Only the lines from the one containing "lake with a point." through the end of the data below should be copied, each exactly as written and with both ends kept.
--- Start Dataset rows ---
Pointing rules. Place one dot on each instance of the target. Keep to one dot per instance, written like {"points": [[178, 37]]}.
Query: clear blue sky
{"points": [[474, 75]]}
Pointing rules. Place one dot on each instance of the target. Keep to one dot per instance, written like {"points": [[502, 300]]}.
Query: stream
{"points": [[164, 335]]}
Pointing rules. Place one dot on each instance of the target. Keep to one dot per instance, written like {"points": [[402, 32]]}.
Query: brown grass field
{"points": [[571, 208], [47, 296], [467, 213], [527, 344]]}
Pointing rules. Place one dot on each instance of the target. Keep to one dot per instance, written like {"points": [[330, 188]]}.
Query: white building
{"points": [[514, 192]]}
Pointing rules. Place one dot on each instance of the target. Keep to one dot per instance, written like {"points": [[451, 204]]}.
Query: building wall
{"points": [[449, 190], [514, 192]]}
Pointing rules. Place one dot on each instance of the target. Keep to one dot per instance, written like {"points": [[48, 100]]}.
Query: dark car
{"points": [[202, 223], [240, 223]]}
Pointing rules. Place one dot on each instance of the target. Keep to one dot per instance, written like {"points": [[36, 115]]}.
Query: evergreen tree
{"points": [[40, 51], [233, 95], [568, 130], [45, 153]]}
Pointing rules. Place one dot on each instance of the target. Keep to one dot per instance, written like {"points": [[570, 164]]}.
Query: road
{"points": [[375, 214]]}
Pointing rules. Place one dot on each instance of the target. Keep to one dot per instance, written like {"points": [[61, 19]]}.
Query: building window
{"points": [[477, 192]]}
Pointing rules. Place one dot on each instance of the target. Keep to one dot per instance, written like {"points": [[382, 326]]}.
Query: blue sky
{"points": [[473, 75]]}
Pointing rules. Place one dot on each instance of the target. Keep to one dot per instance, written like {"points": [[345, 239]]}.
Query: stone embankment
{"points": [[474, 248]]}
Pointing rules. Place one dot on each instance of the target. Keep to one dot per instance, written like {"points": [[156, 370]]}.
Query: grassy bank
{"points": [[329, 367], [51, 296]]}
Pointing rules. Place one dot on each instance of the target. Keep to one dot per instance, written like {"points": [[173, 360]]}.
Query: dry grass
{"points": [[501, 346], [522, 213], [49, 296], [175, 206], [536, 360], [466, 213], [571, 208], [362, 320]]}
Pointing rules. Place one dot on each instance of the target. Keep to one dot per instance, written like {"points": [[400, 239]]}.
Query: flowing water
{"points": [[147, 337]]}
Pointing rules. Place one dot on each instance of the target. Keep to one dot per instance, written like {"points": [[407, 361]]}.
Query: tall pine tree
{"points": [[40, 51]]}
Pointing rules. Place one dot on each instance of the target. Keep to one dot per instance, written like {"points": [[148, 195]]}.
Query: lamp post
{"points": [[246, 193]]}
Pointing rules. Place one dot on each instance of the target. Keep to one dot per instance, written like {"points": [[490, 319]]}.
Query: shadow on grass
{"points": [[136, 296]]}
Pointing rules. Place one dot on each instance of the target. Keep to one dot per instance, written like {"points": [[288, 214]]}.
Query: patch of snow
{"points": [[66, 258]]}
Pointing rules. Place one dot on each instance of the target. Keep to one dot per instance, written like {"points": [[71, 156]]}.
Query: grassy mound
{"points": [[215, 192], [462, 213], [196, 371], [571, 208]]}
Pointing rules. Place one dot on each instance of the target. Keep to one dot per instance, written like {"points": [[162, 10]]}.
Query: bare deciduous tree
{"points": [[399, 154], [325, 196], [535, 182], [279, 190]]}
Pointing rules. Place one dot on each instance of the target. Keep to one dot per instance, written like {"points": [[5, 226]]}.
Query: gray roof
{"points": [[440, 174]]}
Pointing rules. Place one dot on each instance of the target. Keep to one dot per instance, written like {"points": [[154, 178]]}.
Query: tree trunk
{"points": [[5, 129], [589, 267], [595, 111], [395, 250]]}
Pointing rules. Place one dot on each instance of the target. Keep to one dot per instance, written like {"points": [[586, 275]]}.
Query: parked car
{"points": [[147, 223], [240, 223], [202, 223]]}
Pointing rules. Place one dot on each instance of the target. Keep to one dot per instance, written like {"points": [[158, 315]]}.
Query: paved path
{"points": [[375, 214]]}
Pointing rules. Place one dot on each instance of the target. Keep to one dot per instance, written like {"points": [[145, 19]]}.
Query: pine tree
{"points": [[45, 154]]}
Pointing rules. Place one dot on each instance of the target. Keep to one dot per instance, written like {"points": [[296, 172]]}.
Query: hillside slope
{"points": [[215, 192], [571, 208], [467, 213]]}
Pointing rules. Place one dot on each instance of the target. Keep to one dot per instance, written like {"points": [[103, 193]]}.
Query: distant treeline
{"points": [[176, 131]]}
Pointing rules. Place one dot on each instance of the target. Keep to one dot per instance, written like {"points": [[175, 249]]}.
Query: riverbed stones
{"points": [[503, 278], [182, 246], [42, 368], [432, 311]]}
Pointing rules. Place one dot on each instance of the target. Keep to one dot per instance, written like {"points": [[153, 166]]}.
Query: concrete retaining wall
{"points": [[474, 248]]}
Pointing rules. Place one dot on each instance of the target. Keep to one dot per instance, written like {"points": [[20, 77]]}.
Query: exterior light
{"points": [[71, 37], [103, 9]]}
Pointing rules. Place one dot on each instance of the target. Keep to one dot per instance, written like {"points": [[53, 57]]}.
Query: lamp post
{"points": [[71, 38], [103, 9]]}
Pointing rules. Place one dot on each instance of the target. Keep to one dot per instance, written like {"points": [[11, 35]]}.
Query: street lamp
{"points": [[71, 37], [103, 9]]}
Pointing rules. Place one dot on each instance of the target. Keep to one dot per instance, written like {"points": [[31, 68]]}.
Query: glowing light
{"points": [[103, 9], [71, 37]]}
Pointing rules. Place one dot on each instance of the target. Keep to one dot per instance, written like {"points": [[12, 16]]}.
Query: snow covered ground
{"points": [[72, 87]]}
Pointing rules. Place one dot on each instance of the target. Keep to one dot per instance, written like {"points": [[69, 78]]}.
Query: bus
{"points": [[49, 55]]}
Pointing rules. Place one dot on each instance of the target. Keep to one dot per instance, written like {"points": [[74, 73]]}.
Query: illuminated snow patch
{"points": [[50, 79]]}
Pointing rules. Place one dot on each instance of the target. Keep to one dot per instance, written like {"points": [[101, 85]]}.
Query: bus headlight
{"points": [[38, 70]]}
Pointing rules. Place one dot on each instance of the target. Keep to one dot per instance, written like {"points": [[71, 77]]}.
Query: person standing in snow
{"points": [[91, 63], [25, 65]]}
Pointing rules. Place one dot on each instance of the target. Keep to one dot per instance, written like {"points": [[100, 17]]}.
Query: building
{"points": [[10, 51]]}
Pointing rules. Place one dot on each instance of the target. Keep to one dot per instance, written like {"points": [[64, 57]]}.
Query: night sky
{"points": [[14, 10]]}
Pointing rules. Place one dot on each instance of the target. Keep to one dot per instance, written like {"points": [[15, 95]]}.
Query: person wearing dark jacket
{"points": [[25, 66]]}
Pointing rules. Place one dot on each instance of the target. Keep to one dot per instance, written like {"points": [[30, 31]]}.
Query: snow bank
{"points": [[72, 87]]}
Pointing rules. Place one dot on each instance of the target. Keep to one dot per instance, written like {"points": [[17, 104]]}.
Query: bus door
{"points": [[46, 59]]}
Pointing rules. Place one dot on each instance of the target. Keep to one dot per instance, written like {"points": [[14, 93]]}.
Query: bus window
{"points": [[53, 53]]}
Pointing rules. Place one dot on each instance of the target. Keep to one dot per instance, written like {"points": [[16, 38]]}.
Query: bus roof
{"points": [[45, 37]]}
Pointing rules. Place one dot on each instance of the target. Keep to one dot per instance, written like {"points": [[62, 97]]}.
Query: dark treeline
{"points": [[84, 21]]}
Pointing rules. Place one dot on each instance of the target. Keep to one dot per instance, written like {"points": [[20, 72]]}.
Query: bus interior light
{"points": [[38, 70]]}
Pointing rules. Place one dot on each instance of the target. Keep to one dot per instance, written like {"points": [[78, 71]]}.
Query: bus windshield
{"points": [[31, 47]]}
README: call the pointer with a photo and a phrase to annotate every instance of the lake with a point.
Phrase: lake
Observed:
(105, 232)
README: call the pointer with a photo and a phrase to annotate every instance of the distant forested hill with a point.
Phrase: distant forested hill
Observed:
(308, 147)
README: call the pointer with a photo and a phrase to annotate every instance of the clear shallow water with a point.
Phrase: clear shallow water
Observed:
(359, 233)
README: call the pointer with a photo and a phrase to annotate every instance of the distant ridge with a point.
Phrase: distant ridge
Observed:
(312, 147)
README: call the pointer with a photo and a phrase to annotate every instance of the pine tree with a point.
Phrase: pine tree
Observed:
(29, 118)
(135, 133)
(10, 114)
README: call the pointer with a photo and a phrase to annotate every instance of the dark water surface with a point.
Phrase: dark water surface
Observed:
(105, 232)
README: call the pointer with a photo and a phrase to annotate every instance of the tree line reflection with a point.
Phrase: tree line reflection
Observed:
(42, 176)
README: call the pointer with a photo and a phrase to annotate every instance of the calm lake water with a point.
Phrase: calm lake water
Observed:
--- End Dataset rows ---
Response for this exercise —
README: call the pointer with a photo and a phrase to annotate every instance of the lake with a point.
Phrase: lake
Observed:
(105, 232)
README: call the pointer with a photo and a phrase to annotate every instance of the distant forested hill with a point.
Phrase: distant forested hill
Observed:
(308, 147)
README: call the pointer with a photo and a phrase to annotate every instance of the clear shallow water with a point.
Phrase: clear shallow water
Observed:
(359, 233)
README: call the pointer with a photo and a phrase to annotate every instance of the distant ridge with a point.
Phrase: distant ridge
Observed:
(312, 147)
README: call the pointer with a photo and a phrase to annotate every instance of the pine tree with a point.
Phrase: pine tree
Observed:
(29, 118)
(135, 133)
(10, 114)
README: call the pointer with a photo and a phrase to annotate every instance of the dark water surface with a point.
Phrase: dark water surface
Observed:
(105, 232)
README: call the pointer with a photo and a phrase to annotate every instance of the tree line reflection with a point.
Phrase: tree line reflection
Observed:
(42, 176)
README: call the pointer with a photo and a phrase to annotate every instance of the calm lake water with a point.
Phrase: calm lake water
Observed:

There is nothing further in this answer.